What you need to do: Take the entries below and print, exactly, the stretch from the line containing "column 152, row 413" through the line containing "column 516, row 222", both included.

Data Block Start

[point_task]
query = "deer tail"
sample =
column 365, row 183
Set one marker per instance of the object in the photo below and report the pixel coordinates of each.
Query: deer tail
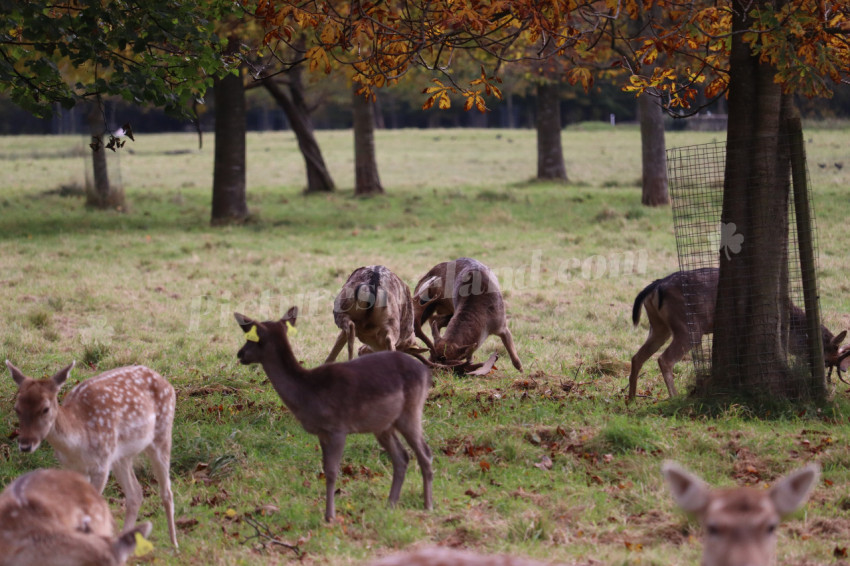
column 648, row 290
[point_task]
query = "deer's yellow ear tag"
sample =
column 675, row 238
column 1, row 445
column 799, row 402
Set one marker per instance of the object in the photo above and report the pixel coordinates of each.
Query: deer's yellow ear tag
column 143, row 546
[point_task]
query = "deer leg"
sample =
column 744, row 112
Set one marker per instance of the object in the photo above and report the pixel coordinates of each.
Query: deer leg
column 123, row 470
column 332, row 445
column 160, row 458
column 508, row 341
column 400, row 459
column 656, row 338
column 411, row 430
column 674, row 352
column 340, row 342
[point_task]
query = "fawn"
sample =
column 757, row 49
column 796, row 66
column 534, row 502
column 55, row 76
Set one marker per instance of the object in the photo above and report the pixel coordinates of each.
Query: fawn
column 102, row 424
column 739, row 524
column 382, row 393
column 57, row 518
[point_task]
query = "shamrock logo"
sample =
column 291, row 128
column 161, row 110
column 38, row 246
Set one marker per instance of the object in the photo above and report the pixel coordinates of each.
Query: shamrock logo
column 729, row 239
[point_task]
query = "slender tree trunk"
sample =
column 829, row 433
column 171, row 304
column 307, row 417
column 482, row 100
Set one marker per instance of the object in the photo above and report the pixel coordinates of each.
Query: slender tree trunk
column 367, row 181
column 229, row 204
column 751, row 320
column 653, row 152
column 100, row 193
column 550, row 155
column 295, row 107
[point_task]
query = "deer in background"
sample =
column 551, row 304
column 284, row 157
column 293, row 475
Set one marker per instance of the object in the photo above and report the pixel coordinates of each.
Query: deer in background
column 667, row 308
column 478, row 312
column 382, row 394
column 57, row 518
column 441, row 556
column 739, row 524
column 374, row 305
column 102, row 424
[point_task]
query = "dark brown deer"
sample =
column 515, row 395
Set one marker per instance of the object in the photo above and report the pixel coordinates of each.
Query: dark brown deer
column 102, row 424
column 739, row 524
column 430, row 295
column 374, row 305
column 478, row 312
column 382, row 394
column 57, row 518
column 666, row 307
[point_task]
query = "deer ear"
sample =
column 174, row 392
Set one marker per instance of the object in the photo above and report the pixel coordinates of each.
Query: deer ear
column 790, row 492
column 291, row 316
column 60, row 376
column 244, row 322
column 17, row 375
column 689, row 492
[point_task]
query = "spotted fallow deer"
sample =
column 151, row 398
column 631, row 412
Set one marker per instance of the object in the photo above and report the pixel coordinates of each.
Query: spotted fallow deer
column 102, row 424
column 374, row 305
column 478, row 312
column 739, row 524
column 442, row 556
column 57, row 518
column 382, row 393
column 666, row 308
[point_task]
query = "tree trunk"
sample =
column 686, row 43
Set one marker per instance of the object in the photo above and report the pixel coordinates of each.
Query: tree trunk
column 295, row 107
column 99, row 193
column 550, row 156
column 653, row 152
column 367, row 182
column 229, row 204
column 749, row 353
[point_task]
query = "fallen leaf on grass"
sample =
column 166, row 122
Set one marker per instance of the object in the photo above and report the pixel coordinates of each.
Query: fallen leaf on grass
column 545, row 463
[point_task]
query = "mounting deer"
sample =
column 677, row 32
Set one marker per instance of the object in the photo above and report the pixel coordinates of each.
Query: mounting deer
column 57, row 518
column 665, row 304
column 739, row 524
column 382, row 394
column 441, row 556
column 374, row 305
column 478, row 312
column 102, row 424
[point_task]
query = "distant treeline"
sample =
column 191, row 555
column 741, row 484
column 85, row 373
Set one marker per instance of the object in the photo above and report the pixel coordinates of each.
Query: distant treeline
column 395, row 109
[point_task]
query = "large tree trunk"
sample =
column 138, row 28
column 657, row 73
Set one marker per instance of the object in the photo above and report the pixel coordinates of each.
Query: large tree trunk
column 100, row 193
column 550, row 156
column 229, row 204
column 653, row 151
column 295, row 107
column 367, row 182
column 751, row 321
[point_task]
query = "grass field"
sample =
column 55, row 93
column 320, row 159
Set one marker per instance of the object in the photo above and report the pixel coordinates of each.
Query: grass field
column 550, row 463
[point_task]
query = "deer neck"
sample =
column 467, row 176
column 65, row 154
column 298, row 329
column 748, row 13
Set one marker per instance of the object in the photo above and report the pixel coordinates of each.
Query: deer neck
column 68, row 431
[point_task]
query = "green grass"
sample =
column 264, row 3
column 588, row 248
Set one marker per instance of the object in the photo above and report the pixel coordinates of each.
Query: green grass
column 157, row 286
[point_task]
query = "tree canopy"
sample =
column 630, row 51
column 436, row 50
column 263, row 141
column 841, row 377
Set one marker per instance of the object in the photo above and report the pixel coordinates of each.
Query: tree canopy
column 163, row 52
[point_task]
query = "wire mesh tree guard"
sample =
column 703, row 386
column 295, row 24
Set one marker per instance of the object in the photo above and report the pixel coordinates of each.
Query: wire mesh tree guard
column 696, row 180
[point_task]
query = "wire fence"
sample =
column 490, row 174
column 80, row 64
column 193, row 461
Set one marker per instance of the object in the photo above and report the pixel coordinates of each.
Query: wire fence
column 696, row 181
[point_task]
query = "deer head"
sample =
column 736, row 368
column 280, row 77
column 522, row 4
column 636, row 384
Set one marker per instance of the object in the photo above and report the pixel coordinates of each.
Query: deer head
column 37, row 405
column 258, row 334
column 739, row 524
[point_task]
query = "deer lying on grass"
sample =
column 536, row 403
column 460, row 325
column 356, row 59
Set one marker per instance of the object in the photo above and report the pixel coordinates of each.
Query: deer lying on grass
column 382, row 394
column 478, row 312
column 739, row 524
column 441, row 556
column 665, row 305
column 56, row 517
column 103, row 423
column 374, row 305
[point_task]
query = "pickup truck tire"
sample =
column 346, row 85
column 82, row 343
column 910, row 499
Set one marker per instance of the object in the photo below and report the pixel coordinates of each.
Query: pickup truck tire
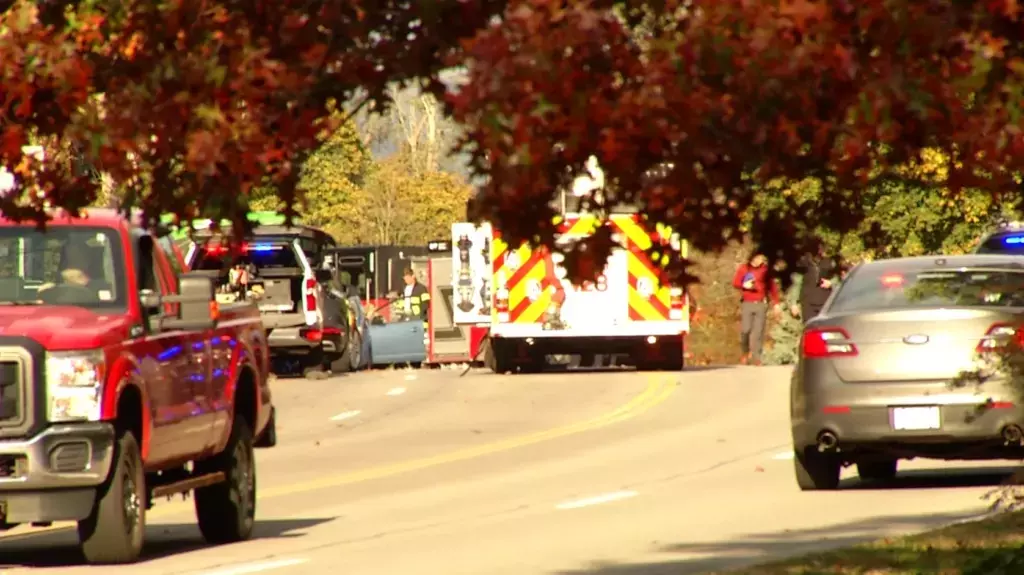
column 115, row 530
column 226, row 512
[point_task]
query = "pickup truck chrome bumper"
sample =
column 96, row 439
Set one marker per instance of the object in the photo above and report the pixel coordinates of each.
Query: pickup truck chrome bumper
column 53, row 476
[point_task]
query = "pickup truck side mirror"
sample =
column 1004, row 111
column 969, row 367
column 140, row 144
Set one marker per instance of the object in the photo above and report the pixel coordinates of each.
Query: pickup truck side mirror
column 197, row 301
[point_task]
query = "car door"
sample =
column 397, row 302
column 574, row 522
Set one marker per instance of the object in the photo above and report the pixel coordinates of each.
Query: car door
column 398, row 342
column 170, row 367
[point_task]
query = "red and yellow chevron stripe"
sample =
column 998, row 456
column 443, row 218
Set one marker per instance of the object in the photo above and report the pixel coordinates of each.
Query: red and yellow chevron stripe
column 649, row 300
column 528, row 278
column 530, row 285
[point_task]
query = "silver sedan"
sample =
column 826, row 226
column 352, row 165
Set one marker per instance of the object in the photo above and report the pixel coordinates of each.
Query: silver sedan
column 909, row 358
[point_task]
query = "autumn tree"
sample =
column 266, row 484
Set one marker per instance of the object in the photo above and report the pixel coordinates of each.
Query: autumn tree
column 331, row 180
column 689, row 104
column 402, row 207
column 416, row 125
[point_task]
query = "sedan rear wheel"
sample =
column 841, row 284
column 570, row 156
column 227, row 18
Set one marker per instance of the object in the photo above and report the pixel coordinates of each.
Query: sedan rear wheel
column 816, row 471
column 878, row 470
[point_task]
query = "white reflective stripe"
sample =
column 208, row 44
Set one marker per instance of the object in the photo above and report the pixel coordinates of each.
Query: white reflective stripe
column 314, row 316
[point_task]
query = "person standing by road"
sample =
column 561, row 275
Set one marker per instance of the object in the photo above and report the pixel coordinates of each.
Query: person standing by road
column 817, row 284
column 416, row 301
column 757, row 288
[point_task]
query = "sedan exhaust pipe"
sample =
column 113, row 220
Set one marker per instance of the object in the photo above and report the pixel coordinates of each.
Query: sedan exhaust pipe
column 827, row 441
column 1013, row 435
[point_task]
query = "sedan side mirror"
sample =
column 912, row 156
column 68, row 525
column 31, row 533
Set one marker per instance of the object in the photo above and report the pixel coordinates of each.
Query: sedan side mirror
column 197, row 301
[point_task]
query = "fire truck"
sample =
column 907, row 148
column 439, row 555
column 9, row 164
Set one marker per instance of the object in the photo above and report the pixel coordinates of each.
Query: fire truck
column 534, row 311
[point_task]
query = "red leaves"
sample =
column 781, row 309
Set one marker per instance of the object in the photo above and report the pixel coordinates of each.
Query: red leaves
column 719, row 95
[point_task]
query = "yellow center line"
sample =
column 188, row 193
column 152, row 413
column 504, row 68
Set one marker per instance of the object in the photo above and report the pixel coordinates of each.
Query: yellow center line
column 656, row 392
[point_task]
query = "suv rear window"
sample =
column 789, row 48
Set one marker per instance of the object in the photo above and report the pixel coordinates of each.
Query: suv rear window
column 878, row 289
column 261, row 255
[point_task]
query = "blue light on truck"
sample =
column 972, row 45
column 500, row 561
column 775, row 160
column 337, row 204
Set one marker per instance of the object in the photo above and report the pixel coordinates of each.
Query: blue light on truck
column 263, row 248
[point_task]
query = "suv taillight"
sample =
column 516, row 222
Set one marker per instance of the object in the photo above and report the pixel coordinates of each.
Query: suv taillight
column 310, row 295
column 999, row 338
column 827, row 342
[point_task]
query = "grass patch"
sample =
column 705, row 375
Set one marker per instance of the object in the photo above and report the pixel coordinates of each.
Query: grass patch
column 989, row 546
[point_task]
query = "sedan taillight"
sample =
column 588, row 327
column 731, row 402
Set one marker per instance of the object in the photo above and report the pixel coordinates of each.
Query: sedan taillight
column 1000, row 338
column 827, row 342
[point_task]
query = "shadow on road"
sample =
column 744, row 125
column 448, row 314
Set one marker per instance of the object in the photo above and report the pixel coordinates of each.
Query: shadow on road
column 759, row 547
column 60, row 548
column 936, row 479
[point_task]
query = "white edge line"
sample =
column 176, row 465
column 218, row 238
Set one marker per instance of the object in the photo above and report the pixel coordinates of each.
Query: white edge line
column 345, row 415
column 259, row 567
column 596, row 500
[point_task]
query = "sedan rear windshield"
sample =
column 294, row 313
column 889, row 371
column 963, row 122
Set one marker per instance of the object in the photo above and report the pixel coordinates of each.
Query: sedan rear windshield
column 1004, row 244
column 878, row 289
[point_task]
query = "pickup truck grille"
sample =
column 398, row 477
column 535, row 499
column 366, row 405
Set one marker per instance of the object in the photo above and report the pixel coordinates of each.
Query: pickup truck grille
column 16, row 400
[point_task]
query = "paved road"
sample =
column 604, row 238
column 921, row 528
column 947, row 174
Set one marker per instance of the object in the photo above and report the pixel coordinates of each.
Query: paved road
column 601, row 473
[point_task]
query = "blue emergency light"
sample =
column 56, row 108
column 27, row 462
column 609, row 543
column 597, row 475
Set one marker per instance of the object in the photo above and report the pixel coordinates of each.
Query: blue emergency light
column 262, row 248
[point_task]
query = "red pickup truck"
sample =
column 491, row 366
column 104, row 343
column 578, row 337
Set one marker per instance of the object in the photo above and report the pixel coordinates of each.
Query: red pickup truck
column 123, row 381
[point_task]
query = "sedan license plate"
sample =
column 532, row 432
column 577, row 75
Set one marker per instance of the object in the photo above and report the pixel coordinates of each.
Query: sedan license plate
column 915, row 418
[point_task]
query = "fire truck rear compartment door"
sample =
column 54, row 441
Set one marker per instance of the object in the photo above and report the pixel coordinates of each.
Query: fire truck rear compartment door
column 602, row 304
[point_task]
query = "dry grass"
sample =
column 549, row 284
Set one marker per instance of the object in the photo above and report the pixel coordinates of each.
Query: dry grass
column 990, row 546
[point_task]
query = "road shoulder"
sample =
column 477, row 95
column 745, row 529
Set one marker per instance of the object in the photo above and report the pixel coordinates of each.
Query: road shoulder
column 984, row 546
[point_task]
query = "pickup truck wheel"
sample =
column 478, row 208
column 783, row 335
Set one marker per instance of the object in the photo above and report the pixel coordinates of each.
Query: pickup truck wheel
column 115, row 530
column 226, row 512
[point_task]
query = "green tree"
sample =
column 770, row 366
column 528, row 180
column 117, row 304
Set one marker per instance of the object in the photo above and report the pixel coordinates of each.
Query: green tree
column 330, row 186
column 402, row 206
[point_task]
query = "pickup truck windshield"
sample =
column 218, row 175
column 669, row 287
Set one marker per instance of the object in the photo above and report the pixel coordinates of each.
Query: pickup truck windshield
column 62, row 266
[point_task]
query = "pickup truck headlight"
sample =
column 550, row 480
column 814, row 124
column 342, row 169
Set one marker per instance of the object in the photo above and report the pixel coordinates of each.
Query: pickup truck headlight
column 74, row 386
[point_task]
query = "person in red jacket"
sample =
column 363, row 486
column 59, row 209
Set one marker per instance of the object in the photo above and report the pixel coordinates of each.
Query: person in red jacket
column 757, row 286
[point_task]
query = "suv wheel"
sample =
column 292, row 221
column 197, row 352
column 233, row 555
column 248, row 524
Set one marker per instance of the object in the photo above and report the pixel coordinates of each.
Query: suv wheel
column 816, row 471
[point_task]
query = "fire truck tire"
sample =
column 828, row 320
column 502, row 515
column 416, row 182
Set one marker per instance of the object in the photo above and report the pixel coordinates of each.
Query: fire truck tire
column 670, row 358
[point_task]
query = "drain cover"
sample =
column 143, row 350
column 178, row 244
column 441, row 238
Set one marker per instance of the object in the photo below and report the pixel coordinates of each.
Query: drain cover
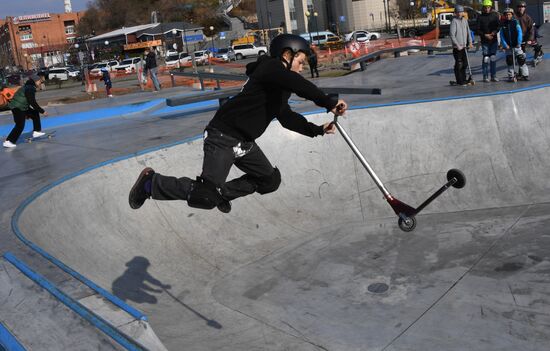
column 378, row 288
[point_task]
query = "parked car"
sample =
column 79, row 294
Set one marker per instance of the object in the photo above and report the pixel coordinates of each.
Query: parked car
column 318, row 38
column 202, row 56
column 362, row 36
column 178, row 60
column 246, row 50
column 334, row 43
column 128, row 65
column 14, row 79
column 63, row 73
column 226, row 54
column 111, row 65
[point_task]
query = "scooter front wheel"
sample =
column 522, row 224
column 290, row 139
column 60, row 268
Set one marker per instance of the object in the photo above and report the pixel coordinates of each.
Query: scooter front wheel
column 407, row 224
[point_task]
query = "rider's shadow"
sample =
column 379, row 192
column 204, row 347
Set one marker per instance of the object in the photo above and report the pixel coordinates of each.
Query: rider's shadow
column 135, row 284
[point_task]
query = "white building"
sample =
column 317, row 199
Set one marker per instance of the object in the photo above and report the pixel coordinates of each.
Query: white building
column 301, row 16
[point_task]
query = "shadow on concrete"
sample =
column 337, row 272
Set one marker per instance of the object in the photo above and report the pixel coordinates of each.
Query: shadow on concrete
column 209, row 322
column 132, row 285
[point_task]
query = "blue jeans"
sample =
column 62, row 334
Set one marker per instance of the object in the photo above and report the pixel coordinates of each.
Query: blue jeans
column 489, row 52
column 153, row 72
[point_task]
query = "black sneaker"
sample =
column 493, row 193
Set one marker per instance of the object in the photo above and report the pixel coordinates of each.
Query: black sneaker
column 138, row 194
column 224, row 206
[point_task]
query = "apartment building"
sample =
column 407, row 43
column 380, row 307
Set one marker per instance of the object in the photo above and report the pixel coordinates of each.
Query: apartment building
column 302, row 16
column 38, row 40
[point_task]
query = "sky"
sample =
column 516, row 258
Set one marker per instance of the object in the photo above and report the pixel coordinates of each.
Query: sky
column 31, row 7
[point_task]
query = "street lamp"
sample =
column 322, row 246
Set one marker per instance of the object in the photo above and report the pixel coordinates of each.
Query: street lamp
column 308, row 15
column 174, row 33
column 414, row 17
column 308, row 26
column 212, row 37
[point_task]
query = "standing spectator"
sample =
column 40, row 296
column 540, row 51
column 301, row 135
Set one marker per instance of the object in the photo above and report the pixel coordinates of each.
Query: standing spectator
column 461, row 39
column 528, row 29
column 488, row 25
column 106, row 78
column 151, row 67
column 23, row 105
column 312, row 61
column 511, row 37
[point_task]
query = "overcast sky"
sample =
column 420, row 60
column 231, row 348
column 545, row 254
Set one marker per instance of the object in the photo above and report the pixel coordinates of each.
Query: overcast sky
column 31, row 7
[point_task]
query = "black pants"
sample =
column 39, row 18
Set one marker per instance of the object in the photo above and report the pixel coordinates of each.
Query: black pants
column 221, row 151
column 461, row 64
column 19, row 119
column 313, row 68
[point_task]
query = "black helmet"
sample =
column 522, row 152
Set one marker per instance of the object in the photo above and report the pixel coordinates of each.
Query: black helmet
column 288, row 41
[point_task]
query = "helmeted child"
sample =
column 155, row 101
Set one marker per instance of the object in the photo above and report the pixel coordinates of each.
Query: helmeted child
column 23, row 105
column 528, row 29
column 510, row 38
column 488, row 26
column 462, row 41
column 230, row 137
column 106, row 78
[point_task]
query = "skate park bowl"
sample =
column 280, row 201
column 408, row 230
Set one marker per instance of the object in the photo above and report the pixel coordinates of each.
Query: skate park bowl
column 321, row 264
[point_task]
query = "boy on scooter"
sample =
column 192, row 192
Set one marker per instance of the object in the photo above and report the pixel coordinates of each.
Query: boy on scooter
column 229, row 138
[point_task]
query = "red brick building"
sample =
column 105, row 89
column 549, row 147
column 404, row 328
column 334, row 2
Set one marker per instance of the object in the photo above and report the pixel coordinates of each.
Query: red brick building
column 37, row 40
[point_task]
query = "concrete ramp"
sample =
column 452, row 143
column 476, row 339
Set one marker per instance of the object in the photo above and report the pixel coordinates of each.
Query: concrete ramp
column 321, row 264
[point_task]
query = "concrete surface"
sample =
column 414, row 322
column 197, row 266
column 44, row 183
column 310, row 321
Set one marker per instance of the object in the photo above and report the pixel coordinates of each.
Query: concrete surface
column 292, row 270
column 304, row 268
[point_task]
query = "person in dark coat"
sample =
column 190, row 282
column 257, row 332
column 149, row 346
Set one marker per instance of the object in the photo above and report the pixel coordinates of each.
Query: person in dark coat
column 151, row 67
column 230, row 137
column 23, row 105
column 106, row 78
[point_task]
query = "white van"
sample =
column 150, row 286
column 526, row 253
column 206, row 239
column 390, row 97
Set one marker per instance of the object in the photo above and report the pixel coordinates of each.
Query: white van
column 318, row 38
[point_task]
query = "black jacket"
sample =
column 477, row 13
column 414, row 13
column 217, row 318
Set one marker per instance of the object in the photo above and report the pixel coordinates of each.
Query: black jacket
column 150, row 61
column 265, row 96
column 488, row 23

Data Block End

Expected answer:
column 152, row 413
column 504, row 68
Set one marker per instance of the object in the photo above and report the pixel coordinates of each.
Query: yellow center line
column 656, row 392
[point_task]
query = "suv rear window"
sample =
column 789, row 48
Set one marker per instance of the object in the photo above and report the pixel coordinates of each.
Query: suv rear window
column 878, row 289
column 261, row 255
[point_task]
query = "blue light on truck"
sample =
column 972, row 45
column 500, row 561
column 775, row 160
column 337, row 204
Set one marker per instance of the object in the photo above and report the pixel coordinates of each.
Query: blue light on truck
column 263, row 248
[point_task]
query = "suv taillight"
sample =
column 516, row 222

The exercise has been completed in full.